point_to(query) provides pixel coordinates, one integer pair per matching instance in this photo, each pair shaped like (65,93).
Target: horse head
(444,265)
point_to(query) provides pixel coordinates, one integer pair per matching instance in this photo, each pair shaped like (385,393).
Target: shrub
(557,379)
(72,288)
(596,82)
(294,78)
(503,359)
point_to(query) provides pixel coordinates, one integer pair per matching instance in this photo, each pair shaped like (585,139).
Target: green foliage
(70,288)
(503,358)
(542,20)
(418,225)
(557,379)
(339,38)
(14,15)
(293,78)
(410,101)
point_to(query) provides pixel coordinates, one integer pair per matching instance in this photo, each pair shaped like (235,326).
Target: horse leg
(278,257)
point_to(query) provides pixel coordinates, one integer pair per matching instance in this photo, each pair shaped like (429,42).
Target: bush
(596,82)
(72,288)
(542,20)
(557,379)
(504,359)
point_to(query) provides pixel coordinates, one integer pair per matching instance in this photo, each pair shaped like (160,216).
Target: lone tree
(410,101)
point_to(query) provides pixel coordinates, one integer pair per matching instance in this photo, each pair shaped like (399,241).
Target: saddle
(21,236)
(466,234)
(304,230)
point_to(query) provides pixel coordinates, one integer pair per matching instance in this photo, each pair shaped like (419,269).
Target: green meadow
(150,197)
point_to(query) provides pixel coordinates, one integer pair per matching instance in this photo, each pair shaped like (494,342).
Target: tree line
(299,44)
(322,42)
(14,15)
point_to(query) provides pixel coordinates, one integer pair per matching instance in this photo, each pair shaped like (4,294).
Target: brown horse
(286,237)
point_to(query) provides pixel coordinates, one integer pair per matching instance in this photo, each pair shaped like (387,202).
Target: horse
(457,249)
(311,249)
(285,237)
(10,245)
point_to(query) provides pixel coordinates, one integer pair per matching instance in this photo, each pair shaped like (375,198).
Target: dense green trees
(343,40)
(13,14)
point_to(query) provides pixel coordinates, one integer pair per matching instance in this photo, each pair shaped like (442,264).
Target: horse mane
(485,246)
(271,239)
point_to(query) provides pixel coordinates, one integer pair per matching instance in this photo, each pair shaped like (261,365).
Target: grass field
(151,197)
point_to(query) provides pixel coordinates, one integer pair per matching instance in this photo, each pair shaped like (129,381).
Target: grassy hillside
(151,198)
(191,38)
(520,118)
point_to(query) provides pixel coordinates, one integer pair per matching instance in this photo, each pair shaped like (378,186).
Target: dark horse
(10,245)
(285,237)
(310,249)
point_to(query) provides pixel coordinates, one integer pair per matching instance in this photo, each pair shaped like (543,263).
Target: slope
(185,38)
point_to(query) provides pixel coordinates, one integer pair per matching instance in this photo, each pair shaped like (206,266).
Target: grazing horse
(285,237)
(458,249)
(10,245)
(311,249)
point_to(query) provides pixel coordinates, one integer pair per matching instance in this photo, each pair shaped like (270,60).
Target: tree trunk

____________

### ABOUT THIS EXERCISE:
Beginning with the line that contains "Target: slope", quote each line exactly through the last line of the entries above, and nothing beyond them.

### EXERCISE ANSWER:
Target: slope
(185,38)
point_to(query) provides pixel coordinates, one integer pair per matching instance in this photo, each pair shaped like (206,266).
Target: grazing horse
(285,237)
(458,249)
(10,245)
(311,249)
point_to(query) provides pixel coordinates, one integer pair per matching instance in this photo, each pair shaped like (270,60).
Target: tree trunk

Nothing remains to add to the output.